__WHAT YOU ARE ASKED TO DO__:
Retype the records below word for word and omit any image.

__MATERIALS PROVIDED__:

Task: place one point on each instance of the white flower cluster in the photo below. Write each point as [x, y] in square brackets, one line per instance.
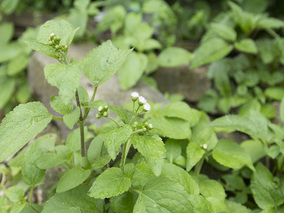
[141, 101]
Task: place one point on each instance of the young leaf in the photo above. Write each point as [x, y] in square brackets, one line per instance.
[264, 190]
[71, 118]
[20, 126]
[209, 51]
[65, 77]
[173, 57]
[108, 59]
[194, 154]
[173, 149]
[230, 154]
[111, 182]
[73, 201]
[72, 178]
[224, 31]
[132, 70]
[152, 148]
[246, 45]
[114, 138]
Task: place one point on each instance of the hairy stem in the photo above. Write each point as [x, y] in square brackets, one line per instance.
[125, 151]
[81, 124]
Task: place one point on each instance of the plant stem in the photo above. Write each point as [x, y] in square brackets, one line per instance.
[126, 148]
[31, 195]
[92, 99]
[81, 124]
[199, 166]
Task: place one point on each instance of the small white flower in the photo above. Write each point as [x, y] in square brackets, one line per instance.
[147, 107]
[134, 95]
[142, 100]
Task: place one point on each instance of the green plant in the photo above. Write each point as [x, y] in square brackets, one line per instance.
[251, 77]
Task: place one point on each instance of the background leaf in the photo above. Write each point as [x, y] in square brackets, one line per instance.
[20, 126]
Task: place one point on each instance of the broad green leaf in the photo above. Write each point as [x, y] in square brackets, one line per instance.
[173, 57]
[152, 148]
[73, 201]
[60, 28]
[123, 203]
[42, 48]
[71, 118]
[181, 110]
[265, 193]
[246, 45]
[194, 154]
[132, 70]
[59, 106]
[7, 87]
[236, 207]
[173, 149]
[18, 64]
[230, 154]
[71, 179]
[103, 62]
[254, 148]
[15, 193]
[224, 31]
[172, 127]
[49, 160]
[65, 77]
[161, 194]
[114, 138]
[111, 182]
[212, 188]
[209, 51]
[275, 93]
[20, 126]
[182, 177]
[6, 32]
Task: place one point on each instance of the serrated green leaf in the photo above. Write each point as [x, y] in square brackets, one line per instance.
[224, 31]
[246, 45]
[21, 125]
[114, 138]
[73, 201]
[254, 148]
[173, 57]
[111, 182]
[71, 118]
[152, 148]
[7, 87]
[181, 110]
[182, 177]
[194, 154]
[230, 154]
[71, 179]
[65, 77]
[173, 149]
[59, 106]
[108, 59]
[265, 193]
[49, 160]
[172, 127]
[212, 188]
[132, 70]
[60, 28]
[209, 51]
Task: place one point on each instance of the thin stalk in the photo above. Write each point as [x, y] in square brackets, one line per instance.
[81, 124]
[31, 195]
[125, 151]
[199, 166]
[92, 99]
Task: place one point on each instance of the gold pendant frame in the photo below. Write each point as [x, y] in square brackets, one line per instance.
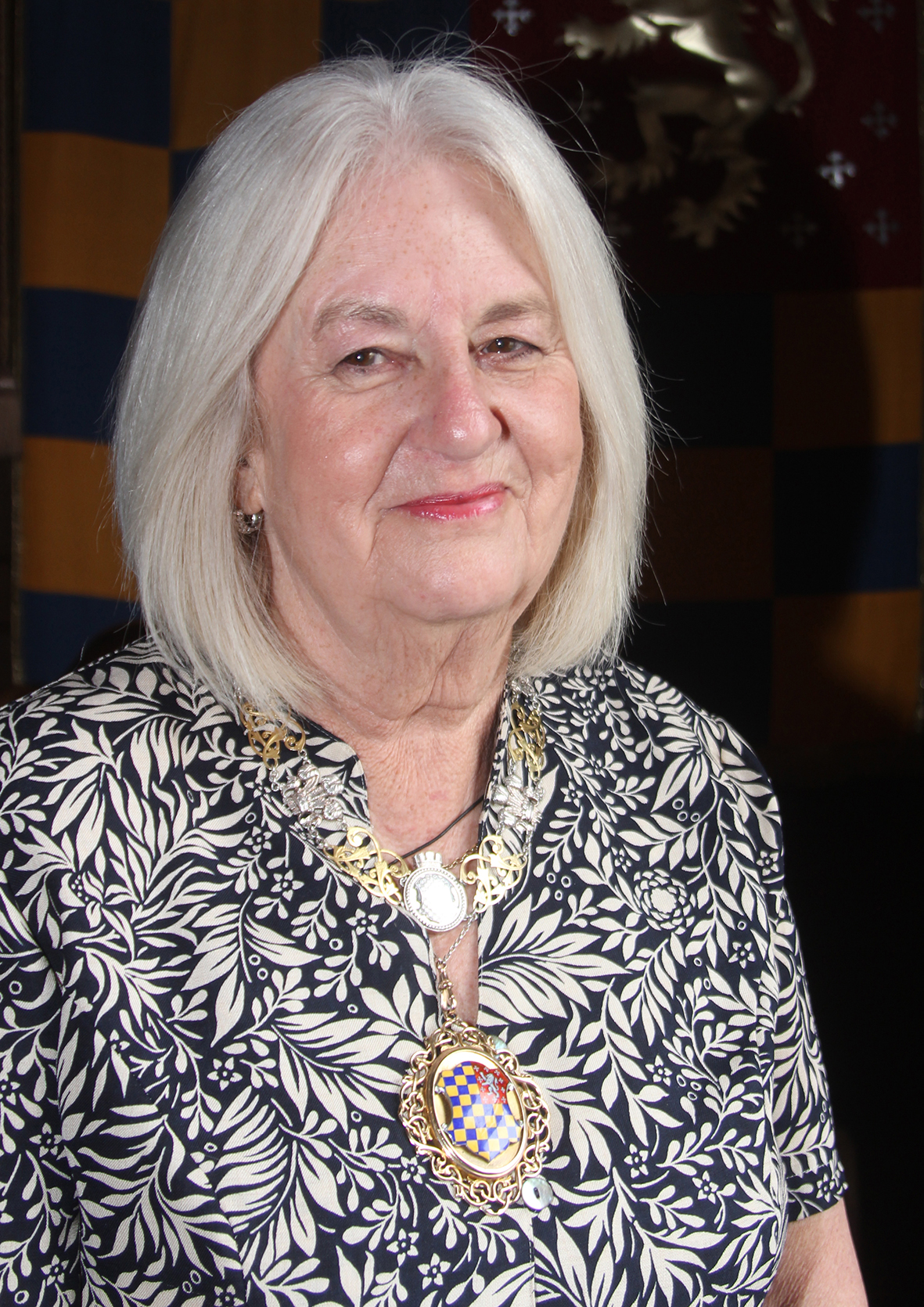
[487, 1184]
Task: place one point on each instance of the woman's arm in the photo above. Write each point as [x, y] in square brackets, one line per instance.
[818, 1266]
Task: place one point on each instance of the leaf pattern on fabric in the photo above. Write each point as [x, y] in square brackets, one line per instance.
[204, 1026]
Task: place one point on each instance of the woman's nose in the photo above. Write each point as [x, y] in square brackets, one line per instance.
[456, 417]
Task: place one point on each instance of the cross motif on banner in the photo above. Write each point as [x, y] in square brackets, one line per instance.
[880, 121]
[876, 13]
[511, 17]
[838, 169]
[883, 228]
[797, 230]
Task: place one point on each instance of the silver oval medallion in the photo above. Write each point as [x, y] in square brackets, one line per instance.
[433, 895]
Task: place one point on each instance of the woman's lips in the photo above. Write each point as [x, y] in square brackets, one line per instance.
[452, 507]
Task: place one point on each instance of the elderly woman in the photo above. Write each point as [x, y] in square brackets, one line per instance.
[380, 463]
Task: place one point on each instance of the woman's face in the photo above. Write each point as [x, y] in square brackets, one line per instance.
[421, 413]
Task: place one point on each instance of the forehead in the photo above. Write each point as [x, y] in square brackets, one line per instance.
[434, 228]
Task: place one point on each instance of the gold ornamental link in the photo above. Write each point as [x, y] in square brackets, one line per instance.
[527, 739]
[354, 855]
[493, 871]
[265, 735]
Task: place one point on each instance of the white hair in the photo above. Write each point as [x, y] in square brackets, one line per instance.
[235, 246]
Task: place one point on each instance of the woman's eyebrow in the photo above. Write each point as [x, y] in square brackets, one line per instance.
[510, 310]
[357, 310]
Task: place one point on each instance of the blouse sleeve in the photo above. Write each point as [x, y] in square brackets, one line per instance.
[801, 1108]
[39, 1246]
[801, 1104]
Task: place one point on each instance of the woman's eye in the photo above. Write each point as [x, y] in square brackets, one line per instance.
[507, 345]
[364, 358]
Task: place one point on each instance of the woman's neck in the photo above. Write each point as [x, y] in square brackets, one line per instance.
[420, 710]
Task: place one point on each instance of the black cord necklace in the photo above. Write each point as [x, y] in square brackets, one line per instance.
[454, 823]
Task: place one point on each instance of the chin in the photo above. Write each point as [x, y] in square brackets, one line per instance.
[463, 604]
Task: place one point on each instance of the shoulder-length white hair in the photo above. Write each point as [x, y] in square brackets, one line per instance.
[234, 249]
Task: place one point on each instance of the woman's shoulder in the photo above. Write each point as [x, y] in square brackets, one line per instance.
[106, 700]
[617, 708]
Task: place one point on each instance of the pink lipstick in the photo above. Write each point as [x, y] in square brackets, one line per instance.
[455, 507]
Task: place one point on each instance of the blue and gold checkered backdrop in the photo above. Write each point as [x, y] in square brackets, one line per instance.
[783, 585]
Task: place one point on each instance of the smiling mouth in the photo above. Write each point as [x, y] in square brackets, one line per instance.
[454, 507]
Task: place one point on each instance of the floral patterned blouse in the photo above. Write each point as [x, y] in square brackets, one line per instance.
[204, 1025]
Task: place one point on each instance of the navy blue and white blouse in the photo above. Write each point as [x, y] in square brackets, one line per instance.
[204, 1025]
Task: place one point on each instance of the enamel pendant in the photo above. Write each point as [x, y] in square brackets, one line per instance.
[433, 895]
[467, 1104]
[483, 1123]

__RESULT__:
Task: place one point on each instance of the white flower cluster in the photo below. Write each point as [x, y] in square brackets, one line per instance.
[141, 101]
Task: place one point on each instance of the young leaf in the photo above. Write each point as [x, y] in square brackets, one line per instance.
[264, 190]
[71, 118]
[20, 126]
[209, 51]
[65, 77]
[173, 57]
[108, 59]
[194, 154]
[173, 149]
[230, 154]
[111, 182]
[73, 201]
[72, 178]
[224, 31]
[132, 70]
[152, 148]
[246, 45]
[114, 138]
Task: place one point on each instance of the hairy stem in the photo above. Write each point as [x, y] in square brackets, one line per instance.
[125, 151]
[81, 124]
Task: place one point on each instance of the plant stem in the photo above. Write each point as [x, y] in square brackets, one line per instance.
[126, 148]
[31, 195]
[92, 99]
[81, 124]
[199, 166]
Task: place one point on each instance of the small white flower in the photo above. Write each point as [x, y] in square brackets, one line per instance.
[147, 107]
[134, 95]
[142, 100]
Task: place one point on each instance of the green plant in the photo above. Write each point as [x, y] in square brackets, one line per instance.
[251, 77]
Task: place one point on each instance of the background leaf in the photo above. Write each point as [x, y] in square brackets, one line per instance.
[20, 126]
Task: place one point on each instance of the broad green leaf in the photo above. Write each point as [x, y] in square brackets, one line per instance.
[173, 57]
[152, 148]
[73, 201]
[60, 28]
[123, 203]
[42, 48]
[71, 118]
[181, 110]
[265, 193]
[246, 45]
[194, 154]
[132, 70]
[59, 106]
[7, 87]
[236, 207]
[173, 149]
[18, 64]
[230, 154]
[71, 179]
[103, 62]
[254, 148]
[15, 193]
[224, 31]
[172, 127]
[49, 160]
[65, 77]
[161, 194]
[114, 138]
[111, 182]
[212, 188]
[209, 51]
[275, 93]
[20, 126]
[182, 177]
[6, 32]
Task: place one point on each instance of the serrated green leaf in the photo above. Write each point as [x, y] in square brackets, one line per instance.
[224, 31]
[246, 45]
[21, 125]
[114, 138]
[73, 201]
[254, 148]
[173, 57]
[111, 182]
[71, 118]
[152, 148]
[7, 87]
[181, 110]
[182, 177]
[194, 154]
[230, 154]
[71, 179]
[65, 77]
[173, 149]
[59, 106]
[108, 59]
[265, 193]
[49, 160]
[172, 127]
[212, 188]
[132, 70]
[60, 28]
[209, 51]
Task: place one point on each instance of the thin stalk in the photo above. Write each point as [x, y] in square brackets, one line per instance.
[81, 124]
[31, 195]
[125, 151]
[199, 166]
[92, 99]
Task: place one point on each instance of the gold pendant frame in the photo below. Write each point as [x, y] in square brackets, one line per instance.
[487, 1184]
Task: place one point on each instance of the woman's arm in the photo above. Write each point as [x, y] in square brackets, one line per instance.
[818, 1266]
Task: place one point on each instance of the leaf pattern on fabric in the photo above. Write each point as [x, y] in square brackets, one line per instance.
[204, 1026]
Task: place one point on each instance of the woman's nose in the photo above. Write each point as [x, y] in square brackets, one line per instance.
[456, 417]
Task: place one point on each instance of the cross motif on banner in the photo above. Write each point as [x, y] in square brackets, one line per instance.
[880, 121]
[876, 13]
[511, 17]
[838, 169]
[883, 228]
[797, 230]
Task: place one point on each instance of the silver oval medallion in the photo above. Write each point as [x, y] in square brackets, one line per instance.
[433, 895]
Task: place one point on each instance of the woman's lips in the photo above. Write each point as [x, y] in square brackets, one line per instance.
[452, 507]
Task: place one point on each instance of the elderly woman in the photo above. Write each point as [x, y] in square brackets, one line per instance.
[380, 463]
Task: place one point on each instance of the woman's face in the photo above. Write each point as [x, y] in square brackets, one line per instance.
[421, 413]
Task: place one point on each instance of the forehead in the photo above. Write each point as [x, y] in square brackets, one line per instance.
[434, 228]
Task: place one point on each instance of the gold ornamental link in the photo above. Write each point as [x, y] in square brackets, one line per instance.
[527, 739]
[354, 855]
[493, 871]
[265, 735]
Task: place one point on each instance of the white hair in the photo above. Write each point as [x, y] in square brackets, one line per instance.
[235, 246]
Task: place one point on each instance of the woman's eyebrow in the photo above. Write each point as [x, y] in square brackets, one line per instance.
[510, 310]
[357, 310]
Task: place one point on each instance of the blouse sleeve in the photo above. Write each point as [x, y] in square brackets, one line per instance.
[801, 1108]
[39, 1246]
[801, 1104]
Task: place one point on each instance of the woman's eye in the photo above. Write each point as [x, y] in square brackets, one line per instance.
[507, 345]
[364, 358]
Task: place one point on each instance of the woman's neck in the photo above. Write each point as [x, y] in square brackets, one line per instance.
[420, 710]
Task: place one point on each instance of the black cord necklace in the photo above. Write each point as [x, y] in square brackets, one line per instance.
[454, 823]
Task: place one point on each instance of the chin in the photo above. Write each point as [x, y] in square brackets, one line per instance.
[463, 604]
Task: place one point on each instance of the shoulder-length white hair in the photo above. Write each point as [x, y] in square brackets, one line per instance.
[234, 249]
Task: place one point on each instance of the woman's shoulder in the photo above. Write each point as [x, y] in square brackets, one line per instance.
[106, 700]
[617, 708]
Task: place one point on each instance of the pink lipstick in the photo above. Write each point as [x, y] in square brackets, one line per instance.
[455, 507]
Task: place one point on each instance of the blue and gold checkered backdrop in the photo above. Write each point as [x, y] in square brackets, one line per instance.
[783, 585]
Task: place one point on each instance of the smiling mouth in the photo above. Write each point as [x, y] in square brackets, one line per instance.
[454, 507]
Task: place one point on each instance of the floral patterned blouse in the photo above. Write each point as [x, y] in square brackets, one line per instance.
[204, 1025]
Task: place one point on each instance of the navy blue and white blouse in the photo above. Write each point as [x, y] in square brackets, one line per instance.
[204, 1025]
Task: place one point on each instance of the enamel pendant in the photo above. Write each point as [x, y] in square brackets, one line per instance.
[433, 895]
[467, 1104]
[483, 1123]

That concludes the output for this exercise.